## What you will do
(a) Which three optimizations does the passage on compiling JavaScript say it will limit itself to?
(b) Carry on writing the passage on compiling JavaScript, picking up right after its final sentence.

## Text provided

◇ ◇ ◇ ◇ ◇

Since the specification does not mention this at all, a confirming implementation might simply ignore the issue and de-allocate only when the program ends.

Since most JavaScript programs are executed either in the browser (running as long as the web page is open) or on the server (as a long running task) an implementation must provide some sort of automatic memory management to be useful.

Garbage Collection is the most common solution to the implicit memory management issue: memory is explicitly allocated to hold the variables needed and at regular intervals the garbage collector determines if any memory is no longer

(34)

in use and releases it. Garbage Collectors differ in the way that they determine if memory is unused, but they all solve problem of automatic memory management [Tea13c].

3.7 Possible optimizations

Many of the optimizations available to compilers for statically typed languages are also available when compiling dynamic languages: Copy Propagation, Dead Code Elimination and Code Motion [ALSU86].

These optimizations provide a good trade-off between run-time in the compiler and the benefit obtained in the output code. There are many more optimizations described in the literature, but we will only consider these three "classic"

optimizations to limit the scope of the project [ALSU86] [Cor13b].

When compiling dynamic languages, though, some additional optimizations might be beneficial: In particular calculating the type of different operands and expressions. This optimization is named "Type inference" for the action of statically analysing the JavaScript code to determine the type associated with each variable and expression. Since a variable can be used in such a way that it might hold different types at different times for the same expression, "any" is allowed as a type for an operand or expression to allow the optimization to be sound.

◇ ◇ ◇ ◇ ◇

## Supplied data

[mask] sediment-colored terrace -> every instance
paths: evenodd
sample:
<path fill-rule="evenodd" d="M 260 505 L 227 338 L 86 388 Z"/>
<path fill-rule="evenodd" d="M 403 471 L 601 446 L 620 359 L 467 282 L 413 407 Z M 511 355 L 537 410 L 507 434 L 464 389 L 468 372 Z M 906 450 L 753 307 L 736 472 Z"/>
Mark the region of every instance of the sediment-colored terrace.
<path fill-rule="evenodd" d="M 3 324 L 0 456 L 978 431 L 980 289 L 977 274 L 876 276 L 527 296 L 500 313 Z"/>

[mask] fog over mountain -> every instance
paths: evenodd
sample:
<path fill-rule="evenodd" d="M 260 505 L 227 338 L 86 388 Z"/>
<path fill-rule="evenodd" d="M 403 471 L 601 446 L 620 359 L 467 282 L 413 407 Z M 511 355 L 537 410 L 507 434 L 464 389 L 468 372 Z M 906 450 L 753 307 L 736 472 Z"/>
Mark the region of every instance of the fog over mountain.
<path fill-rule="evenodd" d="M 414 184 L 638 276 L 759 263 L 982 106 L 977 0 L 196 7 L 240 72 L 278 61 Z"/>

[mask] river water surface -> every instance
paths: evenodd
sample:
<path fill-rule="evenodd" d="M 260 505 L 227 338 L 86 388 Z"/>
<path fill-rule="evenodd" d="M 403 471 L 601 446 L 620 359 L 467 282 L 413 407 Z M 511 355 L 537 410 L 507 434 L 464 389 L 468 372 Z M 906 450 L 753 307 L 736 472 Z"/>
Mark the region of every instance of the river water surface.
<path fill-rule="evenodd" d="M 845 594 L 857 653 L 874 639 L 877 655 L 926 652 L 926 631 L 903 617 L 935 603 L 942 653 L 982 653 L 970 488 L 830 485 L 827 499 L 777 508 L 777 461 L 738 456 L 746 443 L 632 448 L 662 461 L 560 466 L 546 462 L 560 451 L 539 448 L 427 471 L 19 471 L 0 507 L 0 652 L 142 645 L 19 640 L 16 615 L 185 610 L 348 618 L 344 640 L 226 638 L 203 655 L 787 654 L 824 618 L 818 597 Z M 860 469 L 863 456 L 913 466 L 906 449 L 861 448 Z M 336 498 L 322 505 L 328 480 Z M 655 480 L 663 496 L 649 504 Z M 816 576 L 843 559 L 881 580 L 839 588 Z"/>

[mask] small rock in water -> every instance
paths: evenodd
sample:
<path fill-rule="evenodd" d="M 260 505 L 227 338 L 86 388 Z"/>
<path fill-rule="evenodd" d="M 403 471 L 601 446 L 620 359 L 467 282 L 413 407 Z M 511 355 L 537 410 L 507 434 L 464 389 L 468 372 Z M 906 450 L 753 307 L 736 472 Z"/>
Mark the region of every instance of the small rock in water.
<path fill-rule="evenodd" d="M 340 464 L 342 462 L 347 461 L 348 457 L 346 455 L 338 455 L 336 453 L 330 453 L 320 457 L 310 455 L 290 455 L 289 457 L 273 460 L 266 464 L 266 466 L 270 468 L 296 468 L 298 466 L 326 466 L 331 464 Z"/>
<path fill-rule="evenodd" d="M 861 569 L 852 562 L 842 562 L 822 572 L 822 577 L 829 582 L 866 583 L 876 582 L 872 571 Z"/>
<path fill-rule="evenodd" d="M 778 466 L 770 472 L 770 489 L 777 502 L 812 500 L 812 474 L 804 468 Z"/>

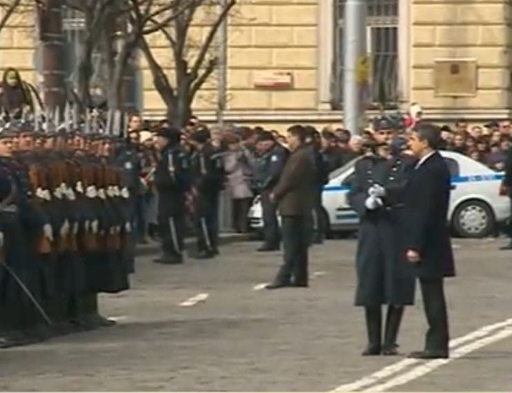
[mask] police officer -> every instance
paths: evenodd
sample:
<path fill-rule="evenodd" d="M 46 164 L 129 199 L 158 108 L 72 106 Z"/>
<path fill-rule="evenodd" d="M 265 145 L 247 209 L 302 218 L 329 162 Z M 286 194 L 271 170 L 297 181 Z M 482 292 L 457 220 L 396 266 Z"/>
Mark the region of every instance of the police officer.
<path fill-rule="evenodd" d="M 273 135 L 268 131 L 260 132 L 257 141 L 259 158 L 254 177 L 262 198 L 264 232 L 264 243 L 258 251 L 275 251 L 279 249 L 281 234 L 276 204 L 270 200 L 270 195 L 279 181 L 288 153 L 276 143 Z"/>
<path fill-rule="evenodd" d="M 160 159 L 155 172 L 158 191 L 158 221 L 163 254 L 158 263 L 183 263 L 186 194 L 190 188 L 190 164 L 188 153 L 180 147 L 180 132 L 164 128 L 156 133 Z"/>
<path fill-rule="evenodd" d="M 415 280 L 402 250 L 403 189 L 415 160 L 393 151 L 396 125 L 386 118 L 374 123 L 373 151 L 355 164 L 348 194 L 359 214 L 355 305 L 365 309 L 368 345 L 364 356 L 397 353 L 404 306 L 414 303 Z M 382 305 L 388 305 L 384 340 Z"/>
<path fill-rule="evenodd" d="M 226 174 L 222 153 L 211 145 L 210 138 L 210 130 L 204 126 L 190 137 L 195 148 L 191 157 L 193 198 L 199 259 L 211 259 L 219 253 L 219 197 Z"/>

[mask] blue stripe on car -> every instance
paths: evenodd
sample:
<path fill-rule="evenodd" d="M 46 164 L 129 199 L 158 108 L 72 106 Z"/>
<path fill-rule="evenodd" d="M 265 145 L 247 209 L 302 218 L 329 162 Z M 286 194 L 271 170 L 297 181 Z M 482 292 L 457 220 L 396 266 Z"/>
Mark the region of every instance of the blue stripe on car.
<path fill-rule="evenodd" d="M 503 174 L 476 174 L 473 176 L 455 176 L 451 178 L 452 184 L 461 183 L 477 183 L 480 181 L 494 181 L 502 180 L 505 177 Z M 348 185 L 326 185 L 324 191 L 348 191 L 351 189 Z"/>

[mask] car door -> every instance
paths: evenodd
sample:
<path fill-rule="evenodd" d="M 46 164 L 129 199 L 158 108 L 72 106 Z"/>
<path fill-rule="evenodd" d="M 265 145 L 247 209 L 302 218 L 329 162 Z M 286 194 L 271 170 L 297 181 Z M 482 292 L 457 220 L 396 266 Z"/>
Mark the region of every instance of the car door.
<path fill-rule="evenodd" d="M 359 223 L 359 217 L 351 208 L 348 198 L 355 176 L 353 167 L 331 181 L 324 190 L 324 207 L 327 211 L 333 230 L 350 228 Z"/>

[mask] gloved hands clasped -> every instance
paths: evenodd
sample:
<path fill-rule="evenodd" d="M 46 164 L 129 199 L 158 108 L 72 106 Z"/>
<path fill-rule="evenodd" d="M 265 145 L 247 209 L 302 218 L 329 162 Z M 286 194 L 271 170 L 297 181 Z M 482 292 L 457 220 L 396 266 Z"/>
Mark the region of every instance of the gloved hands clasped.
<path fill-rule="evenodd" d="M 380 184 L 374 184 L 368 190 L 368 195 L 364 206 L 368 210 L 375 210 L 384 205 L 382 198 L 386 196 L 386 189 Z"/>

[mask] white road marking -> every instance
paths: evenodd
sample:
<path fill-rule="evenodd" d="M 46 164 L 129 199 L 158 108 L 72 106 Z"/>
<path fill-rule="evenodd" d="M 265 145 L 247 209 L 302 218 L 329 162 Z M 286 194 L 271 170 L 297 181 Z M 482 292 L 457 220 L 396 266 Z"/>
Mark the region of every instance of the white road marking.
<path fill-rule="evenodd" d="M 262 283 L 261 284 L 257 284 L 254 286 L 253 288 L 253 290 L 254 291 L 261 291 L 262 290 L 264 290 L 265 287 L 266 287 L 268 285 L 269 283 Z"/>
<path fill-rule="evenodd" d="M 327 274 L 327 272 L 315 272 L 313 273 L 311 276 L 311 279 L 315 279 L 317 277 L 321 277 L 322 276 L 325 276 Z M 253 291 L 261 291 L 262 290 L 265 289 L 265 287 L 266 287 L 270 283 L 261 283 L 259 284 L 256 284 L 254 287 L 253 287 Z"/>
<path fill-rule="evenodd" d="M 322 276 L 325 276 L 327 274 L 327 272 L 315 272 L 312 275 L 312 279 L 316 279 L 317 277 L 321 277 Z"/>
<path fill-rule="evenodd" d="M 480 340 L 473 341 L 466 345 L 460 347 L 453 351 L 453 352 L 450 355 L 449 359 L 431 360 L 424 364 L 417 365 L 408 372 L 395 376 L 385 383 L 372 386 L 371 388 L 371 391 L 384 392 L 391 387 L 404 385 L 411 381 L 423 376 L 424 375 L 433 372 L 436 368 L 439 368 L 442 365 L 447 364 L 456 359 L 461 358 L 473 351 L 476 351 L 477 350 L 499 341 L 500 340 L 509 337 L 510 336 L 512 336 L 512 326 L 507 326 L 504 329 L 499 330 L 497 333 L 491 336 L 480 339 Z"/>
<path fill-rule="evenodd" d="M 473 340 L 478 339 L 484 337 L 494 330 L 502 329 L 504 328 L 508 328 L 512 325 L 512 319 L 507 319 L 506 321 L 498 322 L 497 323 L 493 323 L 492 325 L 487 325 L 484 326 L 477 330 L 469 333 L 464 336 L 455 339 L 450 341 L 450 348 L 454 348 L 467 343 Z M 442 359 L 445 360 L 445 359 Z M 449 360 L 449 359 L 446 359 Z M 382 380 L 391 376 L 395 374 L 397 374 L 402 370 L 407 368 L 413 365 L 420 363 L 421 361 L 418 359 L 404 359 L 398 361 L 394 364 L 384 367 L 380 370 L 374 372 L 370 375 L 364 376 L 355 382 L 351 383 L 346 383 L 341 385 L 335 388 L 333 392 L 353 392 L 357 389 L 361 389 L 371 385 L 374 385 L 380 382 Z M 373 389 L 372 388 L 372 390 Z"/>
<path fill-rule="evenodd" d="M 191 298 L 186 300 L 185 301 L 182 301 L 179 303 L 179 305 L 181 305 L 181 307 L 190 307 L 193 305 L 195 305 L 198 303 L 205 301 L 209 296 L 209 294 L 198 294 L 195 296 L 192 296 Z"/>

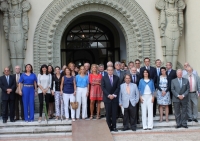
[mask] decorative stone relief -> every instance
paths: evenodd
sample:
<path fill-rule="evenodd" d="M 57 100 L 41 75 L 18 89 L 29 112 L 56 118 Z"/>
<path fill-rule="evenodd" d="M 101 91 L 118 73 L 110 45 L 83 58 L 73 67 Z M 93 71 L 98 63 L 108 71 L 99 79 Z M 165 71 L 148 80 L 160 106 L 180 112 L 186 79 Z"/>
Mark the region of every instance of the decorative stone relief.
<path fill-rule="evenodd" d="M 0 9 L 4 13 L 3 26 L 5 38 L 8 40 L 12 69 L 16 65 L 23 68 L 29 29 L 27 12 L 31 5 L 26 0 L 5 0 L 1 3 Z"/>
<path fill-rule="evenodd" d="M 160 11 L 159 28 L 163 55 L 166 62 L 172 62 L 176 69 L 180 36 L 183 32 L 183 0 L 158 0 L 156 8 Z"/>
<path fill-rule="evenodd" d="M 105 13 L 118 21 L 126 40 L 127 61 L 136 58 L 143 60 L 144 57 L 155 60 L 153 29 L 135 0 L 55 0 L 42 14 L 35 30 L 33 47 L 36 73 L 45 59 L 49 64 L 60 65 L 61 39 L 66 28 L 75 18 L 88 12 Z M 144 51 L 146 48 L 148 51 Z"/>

◇ ◇ ◇ ◇ ◇

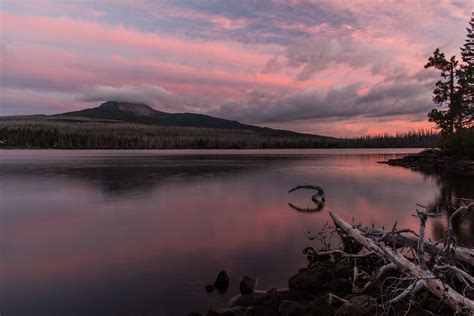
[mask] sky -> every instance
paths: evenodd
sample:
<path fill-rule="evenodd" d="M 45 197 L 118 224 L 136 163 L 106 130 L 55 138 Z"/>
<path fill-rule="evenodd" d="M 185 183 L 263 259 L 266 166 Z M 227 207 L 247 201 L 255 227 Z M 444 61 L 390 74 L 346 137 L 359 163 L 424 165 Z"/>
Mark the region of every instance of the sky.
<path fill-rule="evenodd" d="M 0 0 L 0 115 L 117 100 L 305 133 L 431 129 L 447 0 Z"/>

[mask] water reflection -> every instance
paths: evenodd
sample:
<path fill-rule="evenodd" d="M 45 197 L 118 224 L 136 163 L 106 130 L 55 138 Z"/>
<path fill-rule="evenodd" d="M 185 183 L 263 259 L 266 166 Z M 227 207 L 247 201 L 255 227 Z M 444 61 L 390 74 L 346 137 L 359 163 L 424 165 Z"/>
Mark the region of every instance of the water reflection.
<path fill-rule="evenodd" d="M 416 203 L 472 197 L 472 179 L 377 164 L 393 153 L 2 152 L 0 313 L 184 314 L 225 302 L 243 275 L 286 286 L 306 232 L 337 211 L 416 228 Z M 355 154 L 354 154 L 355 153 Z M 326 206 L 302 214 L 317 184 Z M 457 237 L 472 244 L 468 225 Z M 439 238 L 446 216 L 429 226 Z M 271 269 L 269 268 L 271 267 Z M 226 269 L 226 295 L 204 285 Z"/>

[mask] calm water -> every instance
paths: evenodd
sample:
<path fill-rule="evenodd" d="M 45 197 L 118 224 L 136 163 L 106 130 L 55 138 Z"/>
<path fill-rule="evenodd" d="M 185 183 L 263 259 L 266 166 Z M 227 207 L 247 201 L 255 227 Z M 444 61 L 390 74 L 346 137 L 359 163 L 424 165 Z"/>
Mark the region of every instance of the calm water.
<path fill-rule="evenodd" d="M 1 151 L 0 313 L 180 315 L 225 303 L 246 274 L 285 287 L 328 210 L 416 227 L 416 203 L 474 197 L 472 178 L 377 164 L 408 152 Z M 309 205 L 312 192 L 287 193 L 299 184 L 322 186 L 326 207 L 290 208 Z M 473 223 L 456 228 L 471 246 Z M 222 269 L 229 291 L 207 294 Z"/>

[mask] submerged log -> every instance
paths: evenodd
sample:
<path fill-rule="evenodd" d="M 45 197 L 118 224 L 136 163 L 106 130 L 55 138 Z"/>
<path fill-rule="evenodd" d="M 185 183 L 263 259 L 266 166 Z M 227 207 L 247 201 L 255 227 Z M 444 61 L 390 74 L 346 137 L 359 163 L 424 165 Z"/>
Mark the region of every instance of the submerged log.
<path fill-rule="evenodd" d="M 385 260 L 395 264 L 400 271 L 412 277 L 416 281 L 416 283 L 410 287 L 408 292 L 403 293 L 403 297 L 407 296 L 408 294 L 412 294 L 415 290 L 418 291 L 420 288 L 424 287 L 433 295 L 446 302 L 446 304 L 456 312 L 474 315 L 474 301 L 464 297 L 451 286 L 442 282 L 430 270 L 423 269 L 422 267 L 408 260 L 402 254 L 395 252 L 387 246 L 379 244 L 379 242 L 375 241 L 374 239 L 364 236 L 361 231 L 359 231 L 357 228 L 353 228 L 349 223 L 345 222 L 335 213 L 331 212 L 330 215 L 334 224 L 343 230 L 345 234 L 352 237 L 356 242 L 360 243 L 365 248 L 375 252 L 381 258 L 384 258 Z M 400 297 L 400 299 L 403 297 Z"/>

◇ ◇ ◇ ◇ ◇

## Outputs for the tasks
(a) Copy Propagation, Dead Code Elimination and Code Motion.

(b)
(35)

Implementation work

This chapter will describe how we have implemented the different phases of the compiler. It will not go into detail with every aspect, but highlight the most interesting choices we had to make, and challenges we had to overcome.

4.1 Compiler structure

The overall compiler structure is a single-pass, multi-phase, broad compiler [GBJL00]. The project compiler completes one phase fully before handing control over to the next phase. This means that the compiler only needs a single pass to translate the program, but it also means that the compiler must keep all information for a phase in memory.

Rather than having a hierarchy of the phases, the Compiler class is the controller that calls each phase. Each phase is called with the data it needs (source file, AST, TAC tree, etc) and returns the output in the input format for the next phase. The lexer and parser, for instance, receives a handler object containing the source file and produces the Abstract Syntax Tree, while the optimizer both receives and produces a Three Address Code tree.

(36)

Some of the phases were build using external tools: Most of the lexer and parser was auto generated by a tool called ANTLR and the final build (from c code til native binary) is handled by the GCC compiler.

4.1.1 Phases included in the project compiler

The project compiler mostly follows the structure described in chapter 2. The exact structure is:

• Lexing and parsing the JavaScript to an AST

• Context handling on the AST

• Translation from AST to the TAC intermediate representation

• Optimization of the TAC.

• Translation from TAC to the IR intermediate representation

• Translation from IR to C-code

• Translation of the C-code to a native binary, by the GCC compiler.

Details of the choices we did when designing the different phases of the compiler will be described, as well as details in the implementation we have done.

4.1.2 Lexing and parsing

When we had to make the lexer and parser for the project, we considered handwriting them ourselves, using a tool to create them or to take a JavaScript lexer and parser from another project. The advantage of handwriting the lexer and parser would be that we would know the code better and we could implement the features we think are important, whether it be performance, good error messages or solving the problem of automatic semicolon insertion in an elegant way.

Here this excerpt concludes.